STATED PROBLEM: In the data below, copy word for word every line from the one containing "TARGET = floral arrangement" through the one containing "(647, 1034)", including both of those lines.

THE RECORDS:
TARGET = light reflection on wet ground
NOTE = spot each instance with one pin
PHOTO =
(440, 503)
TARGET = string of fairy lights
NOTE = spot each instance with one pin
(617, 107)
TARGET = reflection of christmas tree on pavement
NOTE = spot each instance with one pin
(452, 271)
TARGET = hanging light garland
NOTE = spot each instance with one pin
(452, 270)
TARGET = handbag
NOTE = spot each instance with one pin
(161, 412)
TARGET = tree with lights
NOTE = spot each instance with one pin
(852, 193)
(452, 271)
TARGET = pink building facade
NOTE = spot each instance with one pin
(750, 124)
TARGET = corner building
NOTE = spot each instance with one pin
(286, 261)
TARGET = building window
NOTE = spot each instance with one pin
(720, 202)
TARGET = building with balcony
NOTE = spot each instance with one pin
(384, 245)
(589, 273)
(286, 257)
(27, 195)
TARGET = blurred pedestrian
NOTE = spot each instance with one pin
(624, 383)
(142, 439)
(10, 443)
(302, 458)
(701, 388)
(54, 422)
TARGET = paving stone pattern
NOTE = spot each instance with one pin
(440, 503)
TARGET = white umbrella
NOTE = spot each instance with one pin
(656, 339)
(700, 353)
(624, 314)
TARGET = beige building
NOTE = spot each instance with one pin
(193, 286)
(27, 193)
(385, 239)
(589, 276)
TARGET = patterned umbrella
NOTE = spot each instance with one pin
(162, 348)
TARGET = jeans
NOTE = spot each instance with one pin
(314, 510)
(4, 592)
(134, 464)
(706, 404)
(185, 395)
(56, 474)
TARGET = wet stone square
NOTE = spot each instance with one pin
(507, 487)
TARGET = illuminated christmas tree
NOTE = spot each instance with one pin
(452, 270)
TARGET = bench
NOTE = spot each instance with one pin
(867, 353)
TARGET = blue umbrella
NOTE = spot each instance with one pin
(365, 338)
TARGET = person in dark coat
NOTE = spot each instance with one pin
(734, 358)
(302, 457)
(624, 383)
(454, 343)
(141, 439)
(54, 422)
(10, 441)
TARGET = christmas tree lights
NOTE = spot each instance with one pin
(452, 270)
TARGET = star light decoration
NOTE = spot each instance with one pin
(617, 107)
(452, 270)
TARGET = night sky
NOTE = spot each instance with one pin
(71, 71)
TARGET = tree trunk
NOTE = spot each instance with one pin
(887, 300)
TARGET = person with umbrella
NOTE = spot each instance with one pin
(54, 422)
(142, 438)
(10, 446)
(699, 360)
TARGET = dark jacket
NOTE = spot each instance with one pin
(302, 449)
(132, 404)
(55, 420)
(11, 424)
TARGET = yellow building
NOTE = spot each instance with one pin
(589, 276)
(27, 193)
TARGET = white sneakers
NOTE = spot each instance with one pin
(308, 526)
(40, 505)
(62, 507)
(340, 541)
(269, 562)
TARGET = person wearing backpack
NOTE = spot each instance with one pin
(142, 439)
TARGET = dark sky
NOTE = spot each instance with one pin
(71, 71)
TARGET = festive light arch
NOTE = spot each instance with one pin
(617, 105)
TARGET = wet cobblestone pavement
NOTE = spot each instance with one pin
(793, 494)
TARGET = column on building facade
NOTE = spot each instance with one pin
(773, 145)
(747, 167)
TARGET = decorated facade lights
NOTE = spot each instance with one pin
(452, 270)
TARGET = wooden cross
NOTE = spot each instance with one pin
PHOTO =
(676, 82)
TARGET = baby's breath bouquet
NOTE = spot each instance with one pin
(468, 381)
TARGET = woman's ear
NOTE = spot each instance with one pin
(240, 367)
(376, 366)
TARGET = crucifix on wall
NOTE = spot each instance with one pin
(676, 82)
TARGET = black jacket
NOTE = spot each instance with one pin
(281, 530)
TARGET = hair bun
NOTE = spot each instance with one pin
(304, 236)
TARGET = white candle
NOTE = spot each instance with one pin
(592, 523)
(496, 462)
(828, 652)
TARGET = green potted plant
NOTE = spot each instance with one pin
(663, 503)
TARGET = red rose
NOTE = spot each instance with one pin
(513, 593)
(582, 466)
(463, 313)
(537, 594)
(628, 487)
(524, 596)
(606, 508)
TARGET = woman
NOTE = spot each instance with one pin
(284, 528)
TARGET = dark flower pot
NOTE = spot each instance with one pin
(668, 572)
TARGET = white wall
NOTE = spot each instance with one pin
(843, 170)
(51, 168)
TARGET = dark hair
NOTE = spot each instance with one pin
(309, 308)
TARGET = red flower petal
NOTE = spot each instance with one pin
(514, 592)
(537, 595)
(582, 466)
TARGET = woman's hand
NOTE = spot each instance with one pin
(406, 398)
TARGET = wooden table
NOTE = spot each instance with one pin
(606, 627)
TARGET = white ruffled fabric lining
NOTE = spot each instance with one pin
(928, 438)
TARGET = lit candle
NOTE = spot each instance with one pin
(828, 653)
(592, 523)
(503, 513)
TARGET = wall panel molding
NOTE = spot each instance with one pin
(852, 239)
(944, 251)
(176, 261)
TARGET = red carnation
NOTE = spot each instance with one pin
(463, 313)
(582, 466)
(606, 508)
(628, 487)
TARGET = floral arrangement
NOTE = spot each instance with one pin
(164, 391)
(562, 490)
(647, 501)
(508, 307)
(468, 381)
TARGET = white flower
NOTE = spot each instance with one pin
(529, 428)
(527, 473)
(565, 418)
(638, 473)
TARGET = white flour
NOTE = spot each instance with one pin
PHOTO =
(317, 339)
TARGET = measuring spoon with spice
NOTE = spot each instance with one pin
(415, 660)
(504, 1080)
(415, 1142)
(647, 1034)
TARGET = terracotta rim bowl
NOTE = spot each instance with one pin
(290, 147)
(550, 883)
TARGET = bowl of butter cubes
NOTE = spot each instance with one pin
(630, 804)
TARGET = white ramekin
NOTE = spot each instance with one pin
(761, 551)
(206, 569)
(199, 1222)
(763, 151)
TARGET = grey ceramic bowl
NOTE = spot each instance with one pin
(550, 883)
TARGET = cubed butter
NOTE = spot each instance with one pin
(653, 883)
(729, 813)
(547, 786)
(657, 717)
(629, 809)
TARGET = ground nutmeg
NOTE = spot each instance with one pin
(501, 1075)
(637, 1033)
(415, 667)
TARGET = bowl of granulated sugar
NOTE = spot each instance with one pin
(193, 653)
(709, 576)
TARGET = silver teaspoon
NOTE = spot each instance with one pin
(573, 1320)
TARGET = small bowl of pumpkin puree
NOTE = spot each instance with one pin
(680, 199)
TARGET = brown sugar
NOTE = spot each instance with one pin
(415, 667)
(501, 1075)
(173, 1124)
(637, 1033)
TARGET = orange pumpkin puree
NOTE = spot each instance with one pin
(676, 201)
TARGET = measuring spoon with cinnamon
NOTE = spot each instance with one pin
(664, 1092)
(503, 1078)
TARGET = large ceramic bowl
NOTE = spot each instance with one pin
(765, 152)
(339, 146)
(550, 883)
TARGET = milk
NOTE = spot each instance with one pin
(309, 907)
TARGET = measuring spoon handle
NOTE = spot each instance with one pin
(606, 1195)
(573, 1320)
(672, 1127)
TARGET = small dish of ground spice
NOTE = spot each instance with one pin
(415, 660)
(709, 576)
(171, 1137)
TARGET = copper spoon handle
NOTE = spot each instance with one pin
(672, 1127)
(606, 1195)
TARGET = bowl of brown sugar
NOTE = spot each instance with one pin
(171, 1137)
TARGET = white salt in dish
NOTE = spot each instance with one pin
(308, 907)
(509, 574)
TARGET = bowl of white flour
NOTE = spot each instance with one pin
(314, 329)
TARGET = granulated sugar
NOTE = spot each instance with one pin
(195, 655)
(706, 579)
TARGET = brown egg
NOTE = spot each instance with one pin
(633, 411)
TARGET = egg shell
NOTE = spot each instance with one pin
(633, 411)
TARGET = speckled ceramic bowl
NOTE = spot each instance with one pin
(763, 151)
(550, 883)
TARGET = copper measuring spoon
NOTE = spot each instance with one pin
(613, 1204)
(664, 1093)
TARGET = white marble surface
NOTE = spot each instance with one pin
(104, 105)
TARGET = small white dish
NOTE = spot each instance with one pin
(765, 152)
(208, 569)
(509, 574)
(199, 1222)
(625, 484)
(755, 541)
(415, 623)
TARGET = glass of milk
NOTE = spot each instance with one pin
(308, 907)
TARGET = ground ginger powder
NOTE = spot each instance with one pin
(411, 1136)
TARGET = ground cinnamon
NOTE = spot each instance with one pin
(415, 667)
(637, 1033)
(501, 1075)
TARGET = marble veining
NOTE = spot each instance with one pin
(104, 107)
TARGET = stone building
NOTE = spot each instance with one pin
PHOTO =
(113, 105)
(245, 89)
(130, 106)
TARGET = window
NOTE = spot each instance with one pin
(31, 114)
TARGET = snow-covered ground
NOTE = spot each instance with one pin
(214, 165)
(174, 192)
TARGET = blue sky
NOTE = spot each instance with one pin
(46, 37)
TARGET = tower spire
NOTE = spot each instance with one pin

FINISHED TASK:
TARGET = floral arrangement
NOTE = spot each instance with one pin
(164, 391)
(562, 490)
(647, 501)
(508, 307)
(468, 381)
TARGET = white flower
NOTE = spot each instance with one pin
(529, 428)
(527, 473)
(565, 418)
(638, 473)
TARGET = white flour
NOTE = spot each instance with one pin
PHOTO =
(317, 339)
TARGET = measuring spoon with spice
NOTE = spot each instance with one pin
(415, 660)
(504, 1080)
(415, 1142)
(647, 1034)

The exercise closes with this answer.